What you will do: The data below should be retyped exactly, with the pictures left out.

Supplied data:
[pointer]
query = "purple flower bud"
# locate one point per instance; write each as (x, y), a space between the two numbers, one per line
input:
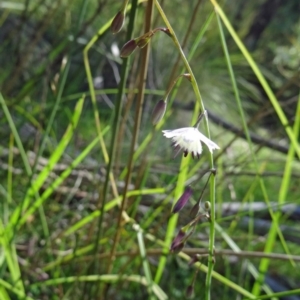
(207, 206)
(189, 291)
(128, 48)
(176, 249)
(158, 111)
(118, 22)
(142, 41)
(183, 200)
(194, 211)
(178, 240)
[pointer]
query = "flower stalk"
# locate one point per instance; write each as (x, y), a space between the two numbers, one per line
(199, 103)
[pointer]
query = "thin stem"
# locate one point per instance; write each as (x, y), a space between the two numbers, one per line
(199, 102)
(140, 100)
(115, 127)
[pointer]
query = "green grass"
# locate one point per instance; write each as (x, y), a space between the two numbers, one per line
(88, 184)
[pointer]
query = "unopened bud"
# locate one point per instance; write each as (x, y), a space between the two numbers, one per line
(166, 31)
(182, 201)
(128, 48)
(142, 41)
(118, 22)
(189, 291)
(207, 205)
(176, 249)
(177, 240)
(158, 111)
(194, 211)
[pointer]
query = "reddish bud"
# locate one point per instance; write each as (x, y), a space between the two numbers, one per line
(207, 206)
(118, 22)
(189, 291)
(182, 201)
(178, 240)
(128, 48)
(176, 249)
(194, 211)
(158, 111)
(142, 41)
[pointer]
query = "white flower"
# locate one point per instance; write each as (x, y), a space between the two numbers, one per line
(189, 139)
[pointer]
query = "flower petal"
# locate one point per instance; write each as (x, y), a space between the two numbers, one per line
(210, 144)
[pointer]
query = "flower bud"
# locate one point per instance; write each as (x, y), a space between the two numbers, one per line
(142, 41)
(194, 211)
(118, 22)
(158, 111)
(189, 291)
(183, 200)
(178, 240)
(207, 206)
(177, 248)
(128, 48)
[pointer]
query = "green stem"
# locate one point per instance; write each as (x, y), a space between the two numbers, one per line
(199, 102)
(116, 123)
(139, 106)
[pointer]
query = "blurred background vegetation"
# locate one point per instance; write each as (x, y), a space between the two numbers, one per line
(45, 127)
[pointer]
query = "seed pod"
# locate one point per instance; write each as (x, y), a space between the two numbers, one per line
(207, 206)
(118, 22)
(182, 201)
(128, 48)
(177, 240)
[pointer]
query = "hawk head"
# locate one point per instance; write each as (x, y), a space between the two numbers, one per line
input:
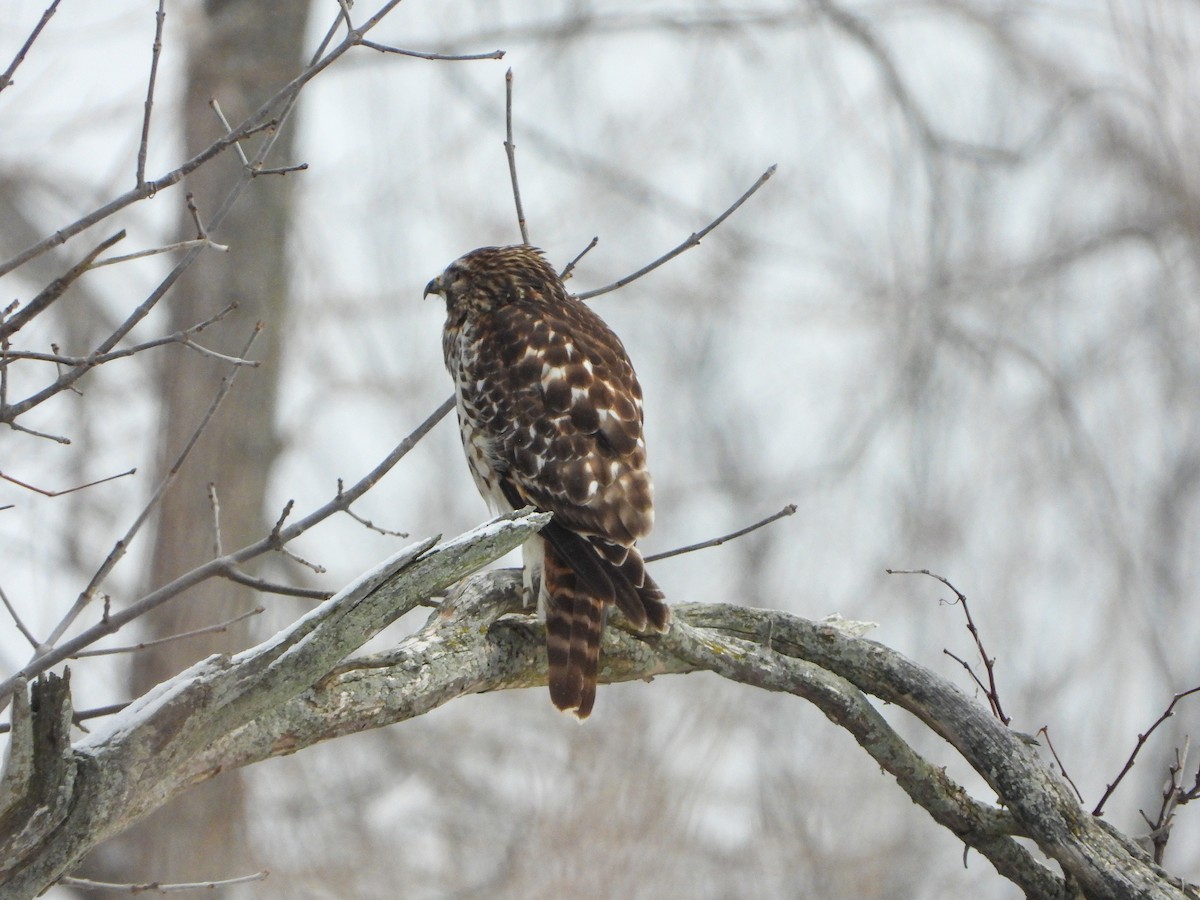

Response to the task:
[pointer]
query = "purple flower bud"
# locate one point per instance; write each as (x, y), a space between the two numbers, one per line
input:
(207, 206)
(189, 291)
(128, 48)
(176, 249)
(158, 111)
(118, 22)
(142, 41)
(183, 200)
(194, 211)
(178, 240)
[pointer]
query = "flower stalk"
# locate one point per instance; write each as (x, y), a space between the two numbers, one per line
(199, 103)
[pointer]
query = "thin stem"
# locate one point per instance; write each as (x, y), a space between the two numbers, one per line
(199, 102)
(140, 100)
(115, 127)
[pointer]
query = "green grass"
# locate one point per instance; write each as (x, y), a space between the two numbers, one per line
(88, 184)
[pointer]
query = "unopened bud"
# locate one point per instance; write each as (x, y), a space between the two numbers, one per line
(166, 31)
(182, 201)
(128, 48)
(142, 41)
(118, 22)
(189, 291)
(207, 205)
(176, 249)
(177, 240)
(158, 111)
(194, 211)
[pointer]
query = "reddish bud"
# locate one point per instance; write each as (x, y), a space between the two numbers, one per line
(207, 206)
(118, 22)
(189, 291)
(182, 201)
(178, 240)
(128, 48)
(176, 249)
(194, 211)
(158, 111)
(142, 41)
[pointer]
query = "white flower"
# locate one point per instance; write each as (x, y), a space between the two numbers, one per line
(189, 139)
[pointer]
query = "flower petal"
# locate one point per instance; write each as (x, y), a space between the two numbers, one per line
(210, 144)
[pointer]
query = "flower bud"
# locate one point per instance; write each as (x, y), a space between the two numbers, one per line
(142, 41)
(194, 211)
(118, 22)
(158, 111)
(189, 291)
(183, 200)
(178, 240)
(207, 206)
(177, 248)
(128, 48)
[pointer]
query = "green stem"
# locate one point per instance; write each as (x, y), a space between the two numbers, one per line
(199, 102)
(116, 123)
(139, 106)
[pointer]
query = "blurred background vegetation"
# locate one point per instance; write each as (x, y), a space between the two numbers, one per line
(45, 127)
[pointer]
query = "seed pod"
# locate one point per instance; write each as (x, y), a space between the two numbers, one per line
(207, 206)
(118, 22)
(182, 201)
(128, 48)
(177, 240)
[pointer]
query = "hawk head"
# locate one point per instance; write each as (x, y), a space between the two numbers, one per line
input:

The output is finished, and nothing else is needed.